EXCERPT ->
Concert at the Casino of Deauville
By Eugène Boudin, 1865
A lively crowd fills the beachfront at Deauville, gathered for an afternoon concert at this fashionable French seaside resort. Eugène Boudin painted the scene in 1865, and it shows the wealthy at play, dressed in their finest. Women in wide, sweeping gowns cluster in the foreground, their pale blues and delicate pinks glowing in the sunlight, while a white bandstand towers over the group like the star of the show. Above it all stretches a vast sky, filled with soft clouds and open blue. Boudin loved painting skies so much that fellow artist Camille Corot gave him the nickname "king of skies," and this canvas makes it easy to understand why.
Often described as a link between traditional landscape painting and the Impressionists who followed, Boudin played a quiet but important role in art history. He famously urged a young Claude Monet to work outdoors, nudging him toward the career that would make him legendary. Everyday scenes like this one, showing regular folks enjoying themselves rather than dramatic historical events, were exactly the kind of subjects that would soon spark a whole new movement. His brushwork stays loose and rapid, reaching for the mood of the day instead of tidy details.
The people themselves are little more than dabs of paint, quick suggestions rather than careful portraits. Boudin came back to beach and coastal scenes again and again over the years, drawn to these breezy gatherings of the well-to-do. What he leaves us with feels less like a picture of any one person and more like a captured moment, a soft memory of how summer days once slipped by.

DATASET CONTENT ->
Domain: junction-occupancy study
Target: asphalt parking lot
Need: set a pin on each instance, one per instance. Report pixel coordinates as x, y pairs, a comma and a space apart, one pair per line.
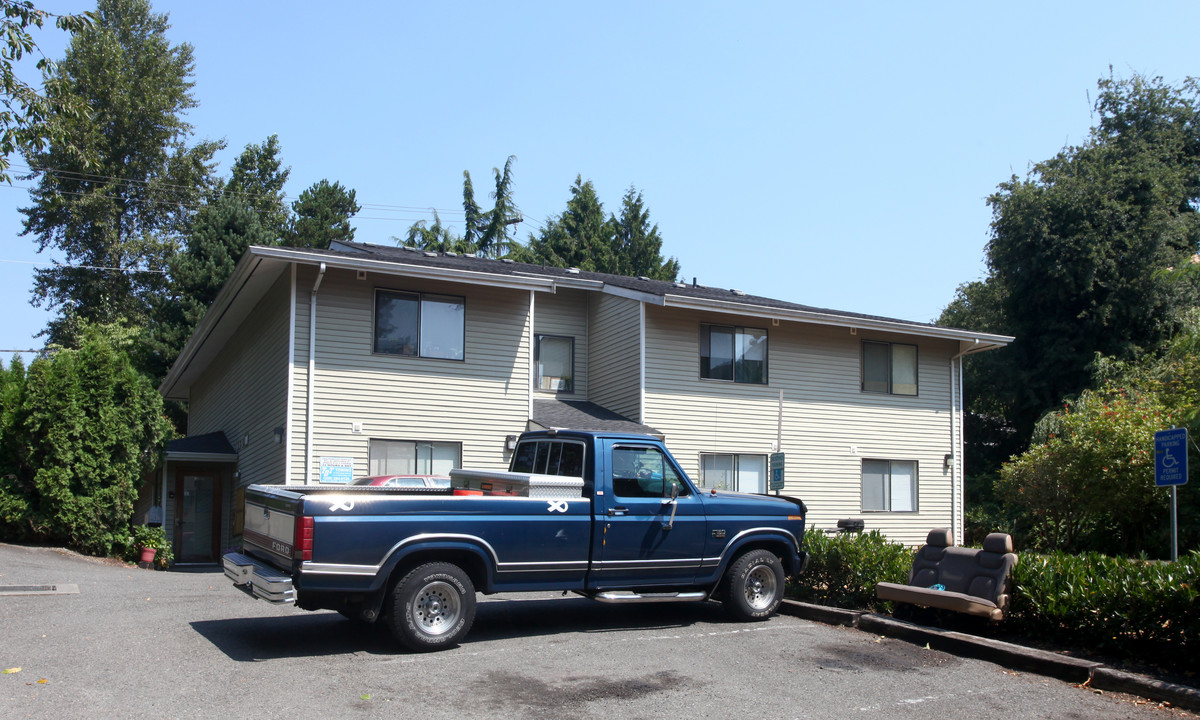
==
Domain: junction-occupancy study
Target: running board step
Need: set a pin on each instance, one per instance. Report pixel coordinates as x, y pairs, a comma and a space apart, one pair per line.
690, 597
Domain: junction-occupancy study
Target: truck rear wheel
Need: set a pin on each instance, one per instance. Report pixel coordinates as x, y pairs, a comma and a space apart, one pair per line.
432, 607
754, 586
...
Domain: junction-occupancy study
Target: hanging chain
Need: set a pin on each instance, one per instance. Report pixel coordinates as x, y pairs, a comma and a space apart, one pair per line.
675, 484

WHAT THE EXERCISE ASKS ->
Please transcribe the part of the text on Boudin's Deauville concert painting that opens with the words containing "Often described as" and closes with "of tidy details.".

RESULT OF THIS EXERCISE ->
Often described as a link between traditional landscape painting and the Impressionists who followed, Boudin played a quiet but important role in art history. He famously urged a young Claude Monet to work outdoors, nudging him toward the career that would make him legendary. Everyday scenes like this one, showing regular folks enjoying themselves rather than dramatic historical events, were exactly the kind of subjects that would soon spark a whole new movement. His brushwork stays loose and rapid, reaching for the mood of the day instead of tidy details.